What needs to be done:
Reproduce every entry below verbatim.

Entries from a dataset:

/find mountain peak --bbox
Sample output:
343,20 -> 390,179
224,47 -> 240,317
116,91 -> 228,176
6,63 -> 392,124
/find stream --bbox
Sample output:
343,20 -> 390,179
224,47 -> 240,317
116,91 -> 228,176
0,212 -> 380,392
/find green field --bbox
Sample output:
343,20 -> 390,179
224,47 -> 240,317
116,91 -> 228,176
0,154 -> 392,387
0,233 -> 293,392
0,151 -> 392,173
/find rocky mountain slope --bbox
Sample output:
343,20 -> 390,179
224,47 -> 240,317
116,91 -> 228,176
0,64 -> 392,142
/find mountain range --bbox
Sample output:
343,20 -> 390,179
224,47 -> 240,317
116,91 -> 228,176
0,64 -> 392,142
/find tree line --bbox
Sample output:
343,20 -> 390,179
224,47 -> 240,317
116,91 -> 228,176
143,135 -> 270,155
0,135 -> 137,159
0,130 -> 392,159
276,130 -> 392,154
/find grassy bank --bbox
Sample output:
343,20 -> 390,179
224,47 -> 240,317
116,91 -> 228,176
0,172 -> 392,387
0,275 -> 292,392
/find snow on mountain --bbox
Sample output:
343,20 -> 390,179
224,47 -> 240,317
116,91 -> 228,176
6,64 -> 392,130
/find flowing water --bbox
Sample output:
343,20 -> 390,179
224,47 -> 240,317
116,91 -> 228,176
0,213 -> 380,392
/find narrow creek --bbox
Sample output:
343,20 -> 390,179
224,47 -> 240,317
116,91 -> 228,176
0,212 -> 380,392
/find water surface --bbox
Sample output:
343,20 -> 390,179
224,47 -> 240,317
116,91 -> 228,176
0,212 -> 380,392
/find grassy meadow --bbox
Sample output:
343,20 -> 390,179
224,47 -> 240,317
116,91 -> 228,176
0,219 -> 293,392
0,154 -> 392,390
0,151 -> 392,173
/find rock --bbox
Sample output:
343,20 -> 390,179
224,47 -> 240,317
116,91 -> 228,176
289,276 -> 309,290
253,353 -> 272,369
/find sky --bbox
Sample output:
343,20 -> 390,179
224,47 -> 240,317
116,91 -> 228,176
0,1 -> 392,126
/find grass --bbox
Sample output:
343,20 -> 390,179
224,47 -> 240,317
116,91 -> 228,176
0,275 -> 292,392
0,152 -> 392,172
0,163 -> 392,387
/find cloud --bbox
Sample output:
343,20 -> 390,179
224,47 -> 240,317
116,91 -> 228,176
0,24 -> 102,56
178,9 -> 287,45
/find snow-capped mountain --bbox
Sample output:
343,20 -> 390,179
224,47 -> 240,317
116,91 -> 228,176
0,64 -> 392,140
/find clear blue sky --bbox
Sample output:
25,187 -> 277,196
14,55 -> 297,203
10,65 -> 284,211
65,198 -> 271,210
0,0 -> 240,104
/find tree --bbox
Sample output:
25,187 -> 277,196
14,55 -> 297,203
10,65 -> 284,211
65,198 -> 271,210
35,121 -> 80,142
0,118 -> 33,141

Result below:
/find mountain peak --bbox
Sample output:
343,20 -> 390,179
224,47 -> 240,317
116,91 -> 228,176
6,63 -> 392,124
/find stream --bbox
Sample output:
343,20 -> 390,179
224,47 -> 240,317
116,91 -> 228,176
0,212 -> 380,392
/find green field --bbox
Sample output:
343,20 -> 390,179
224,47 -> 240,317
116,91 -> 228,176
0,154 -> 392,387
0,233 -> 293,392
0,151 -> 392,173
/find rocky mountain slope --bbox
Sample output:
343,20 -> 390,179
224,47 -> 240,317
116,91 -> 228,176
0,64 -> 392,142
/find mountain range --bbox
Sample output:
343,20 -> 390,179
224,47 -> 240,317
116,91 -> 228,176
0,64 -> 392,142
/find tree line --bbox
Sample output:
343,20 -> 390,179
224,47 -> 240,317
116,91 -> 228,176
143,135 -> 270,155
0,135 -> 137,159
0,130 -> 392,159
276,130 -> 392,154
/find grassy bank --bbox
Sample output:
343,20 -> 390,179
224,47 -> 240,317
116,91 -> 228,176
0,172 -> 392,387
0,275 -> 292,392
/find snow on mountain --bbox
Sample output:
343,20 -> 390,179
224,47 -> 240,317
116,91 -> 228,176
6,64 -> 392,130
/find flowing water --bbox
Sample output:
343,20 -> 390,179
224,47 -> 240,317
116,91 -> 228,176
0,213 -> 380,392
/find narrow creek --bbox
Sample output:
343,20 -> 390,179
224,47 -> 240,317
116,91 -> 228,176
0,212 -> 380,392
/find water surface --bbox
Sample output:
343,20 -> 390,179
224,47 -> 240,317
116,91 -> 228,176
0,212 -> 380,392
/find grassy meadow --bbox
Sample output:
343,20 -> 390,179
224,47 -> 240,317
116,91 -> 228,176
0,219 -> 293,392
0,154 -> 392,390
0,151 -> 392,173
/find rock --bbox
Sample output:
343,20 -> 390,179
224,47 -> 240,317
116,91 -> 228,176
289,276 -> 309,290
253,353 -> 272,369
/find sky --bbox
Sample output:
343,20 -> 390,179
224,47 -> 240,317
116,91 -> 228,176
0,1 -> 392,126
/find grass --bbox
Sample output:
343,20 -> 390,179
224,47 -> 240,317
116,91 -> 228,176
0,275 -> 292,392
0,152 -> 392,172
0,163 -> 392,387
/find cloud --bbox
Sample output:
343,20 -> 390,179
224,47 -> 240,317
116,91 -> 228,176
0,24 -> 102,56
178,9 -> 287,45
/find snow-capped mountain --bbox
Sample output:
343,20 -> 390,179
224,47 -> 240,317
116,91 -> 228,176
0,64 -> 392,140
/find clear blue sky --bbox
Sample output:
25,187 -> 277,196
14,55 -> 297,203
10,65 -> 284,211
65,198 -> 271,210
0,0 -> 240,104
/find tree --bbox
Sample output:
25,187 -> 277,196
14,55 -> 297,203
10,65 -> 284,211
65,198 -> 271,210
35,121 -> 80,142
0,118 -> 33,141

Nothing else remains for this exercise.